Kelsay authors at MASS MoCA

One of the fun things that happened during the Boiler House Poets Collective (BHPC) annual workshop at The Studios at MASS MoCA (Massachusetts Museum of Contemporary Art) this year was the chance for poets Mary Beth Hines, Jessica Dubey, and I to celebrate our books, all published by Kelsay Books.

I’m pleased to share the December post from the Kelsay Books blog that features the three of us on our MASS MoCA adventures. While Jessica and I live near one another and are long-time members of the Grapevine Poets and BHPC, this was our first time meeting Mary Beth. Although Mary Beth, as a Massachusite, was already familiar with MASS MoCA, we were thrilled to welcome her to BHPC and look forward to her return next fall for our 2024 reunion residency.

Mary Beth was the first of us to publish with Kelsay. Her debut collection, Winter at a Summer House, was published in November, 2021. Jessica’s second chapbook, All Those Years Underwater, followed in November, 2022. (Jessica’s first chapbook, For Dear Life, had been published by Finishing Line Press in May, 2022.) My first chapbook, Hearts, appeared in May, 2023.

Dataset excerpts
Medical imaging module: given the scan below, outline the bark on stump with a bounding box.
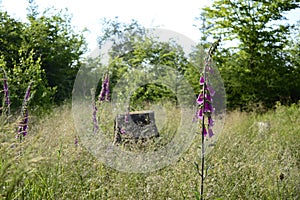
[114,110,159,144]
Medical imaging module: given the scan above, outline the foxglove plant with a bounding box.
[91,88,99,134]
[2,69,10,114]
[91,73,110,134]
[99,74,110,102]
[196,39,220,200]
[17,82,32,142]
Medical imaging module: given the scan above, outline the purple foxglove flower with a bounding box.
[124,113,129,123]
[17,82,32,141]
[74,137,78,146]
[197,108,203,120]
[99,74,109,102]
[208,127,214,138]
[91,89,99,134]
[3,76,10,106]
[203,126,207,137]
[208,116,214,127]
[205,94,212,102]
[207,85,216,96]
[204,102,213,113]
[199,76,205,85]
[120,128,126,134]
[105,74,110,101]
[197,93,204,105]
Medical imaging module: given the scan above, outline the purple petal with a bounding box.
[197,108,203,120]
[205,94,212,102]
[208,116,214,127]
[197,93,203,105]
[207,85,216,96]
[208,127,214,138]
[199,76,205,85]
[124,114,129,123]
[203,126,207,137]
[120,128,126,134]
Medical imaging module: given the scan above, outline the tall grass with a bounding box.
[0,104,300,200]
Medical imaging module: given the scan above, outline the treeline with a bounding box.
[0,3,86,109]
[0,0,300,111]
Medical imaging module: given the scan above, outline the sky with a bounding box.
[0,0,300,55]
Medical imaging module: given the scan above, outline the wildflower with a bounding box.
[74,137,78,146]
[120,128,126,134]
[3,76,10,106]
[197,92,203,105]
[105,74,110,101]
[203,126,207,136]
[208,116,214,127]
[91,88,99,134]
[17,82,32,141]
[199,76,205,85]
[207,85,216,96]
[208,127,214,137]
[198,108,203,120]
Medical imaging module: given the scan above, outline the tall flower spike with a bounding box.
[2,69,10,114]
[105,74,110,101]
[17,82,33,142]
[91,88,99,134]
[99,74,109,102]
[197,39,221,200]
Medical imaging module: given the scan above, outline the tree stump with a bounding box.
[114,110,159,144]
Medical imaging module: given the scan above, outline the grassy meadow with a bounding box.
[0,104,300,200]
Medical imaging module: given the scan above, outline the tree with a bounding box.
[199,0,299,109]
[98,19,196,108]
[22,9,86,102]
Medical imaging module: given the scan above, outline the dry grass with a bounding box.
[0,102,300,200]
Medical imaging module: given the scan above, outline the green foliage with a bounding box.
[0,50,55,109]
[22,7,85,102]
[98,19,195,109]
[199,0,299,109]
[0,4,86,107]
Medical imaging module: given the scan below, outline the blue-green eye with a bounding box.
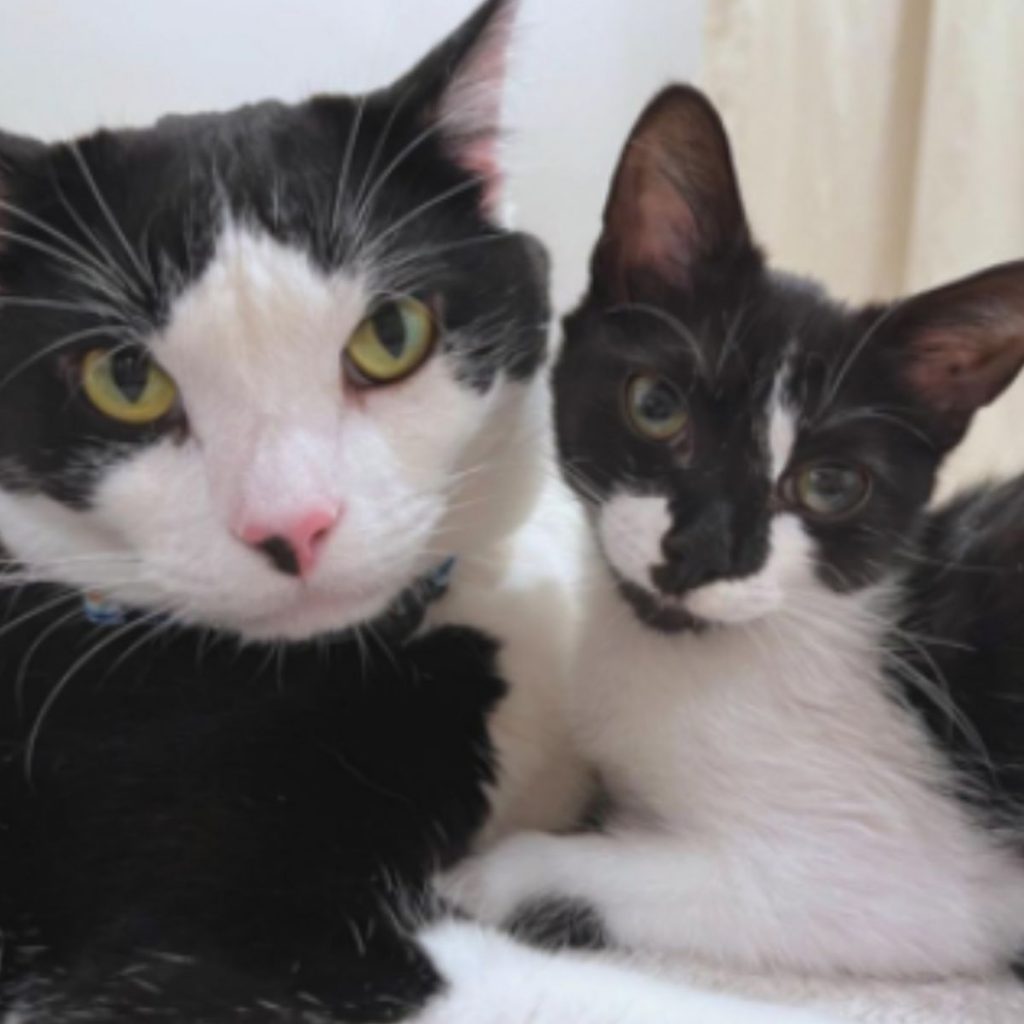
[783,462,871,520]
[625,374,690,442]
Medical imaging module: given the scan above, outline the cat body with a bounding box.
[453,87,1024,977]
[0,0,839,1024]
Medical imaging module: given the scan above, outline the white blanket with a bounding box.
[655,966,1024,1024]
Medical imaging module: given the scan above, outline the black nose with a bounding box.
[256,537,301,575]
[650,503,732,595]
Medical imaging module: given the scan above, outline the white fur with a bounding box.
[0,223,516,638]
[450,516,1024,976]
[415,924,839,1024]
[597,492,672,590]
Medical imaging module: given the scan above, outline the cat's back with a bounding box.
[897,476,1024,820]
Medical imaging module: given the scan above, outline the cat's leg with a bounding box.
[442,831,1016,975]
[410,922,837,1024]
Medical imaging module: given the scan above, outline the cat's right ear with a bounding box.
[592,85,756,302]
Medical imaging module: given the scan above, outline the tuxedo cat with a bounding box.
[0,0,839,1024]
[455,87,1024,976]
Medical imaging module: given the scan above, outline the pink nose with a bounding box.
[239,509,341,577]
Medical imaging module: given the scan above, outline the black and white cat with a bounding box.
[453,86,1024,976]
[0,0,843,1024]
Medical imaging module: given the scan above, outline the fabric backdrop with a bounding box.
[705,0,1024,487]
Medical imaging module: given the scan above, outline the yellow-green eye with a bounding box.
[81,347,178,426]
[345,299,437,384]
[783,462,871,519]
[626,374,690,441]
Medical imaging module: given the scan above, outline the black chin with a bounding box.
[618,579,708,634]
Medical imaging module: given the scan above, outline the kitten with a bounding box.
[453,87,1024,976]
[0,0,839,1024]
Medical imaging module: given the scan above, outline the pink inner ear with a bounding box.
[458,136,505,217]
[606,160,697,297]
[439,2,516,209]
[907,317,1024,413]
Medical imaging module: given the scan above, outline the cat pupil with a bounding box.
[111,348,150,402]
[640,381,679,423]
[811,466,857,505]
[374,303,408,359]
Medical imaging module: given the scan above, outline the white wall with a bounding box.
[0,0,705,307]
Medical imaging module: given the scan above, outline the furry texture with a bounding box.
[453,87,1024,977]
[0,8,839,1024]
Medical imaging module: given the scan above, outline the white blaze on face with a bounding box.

EXERCISE REQUIREMENTS:
Answer these questions using the post about Kelsay authors at MASS MoCA.
(a) Which publisher released the books that the three poets celebrated at the workshop?
(b) In what month and year was Mary Beth Hines's debut collection published?
(c) Which press published Jessica Dubey's first chapbook?
These records were taken from a separate source.

SOLVED EXERCISE:
(a) Kelsay Books
(b) November 2021
(c) Finishing Line Press